<<<<

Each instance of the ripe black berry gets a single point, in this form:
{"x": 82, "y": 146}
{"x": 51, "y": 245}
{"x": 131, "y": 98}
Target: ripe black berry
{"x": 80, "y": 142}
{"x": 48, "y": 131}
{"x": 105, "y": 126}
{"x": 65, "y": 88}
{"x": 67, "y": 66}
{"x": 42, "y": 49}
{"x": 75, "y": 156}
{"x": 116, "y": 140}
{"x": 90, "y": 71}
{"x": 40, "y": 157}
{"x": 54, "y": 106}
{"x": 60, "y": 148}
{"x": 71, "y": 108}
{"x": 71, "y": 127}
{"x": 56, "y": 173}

>>>>

Exercise directions: With no additions or omissions, transcribe every record.

Output of the exercise:
Each instance of the ripe black berry gets a single point, in this form:
{"x": 82, "y": 146}
{"x": 51, "y": 245}
{"x": 131, "y": 98}
Target: ripe black berry
{"x": 80, "y": 142}
{"x": 48, "y": 131}
{"x": 105, "y": 126}
{"x": 65, "y": 88}
{"x": 67, "y": 66}
{"x": 42, "y": 49}
{"x": 75, "y": 156}
{"x": 116, "y": 140}
{"x": 90, "y": 71}
{"x": 40, "y": 157}
{"x": 54, "y": 106}
{"x": 60, "y": 148}
{"x": 71, "y": 108}
{"x": 71, "y": 127}
{"x": 56, "y": 173}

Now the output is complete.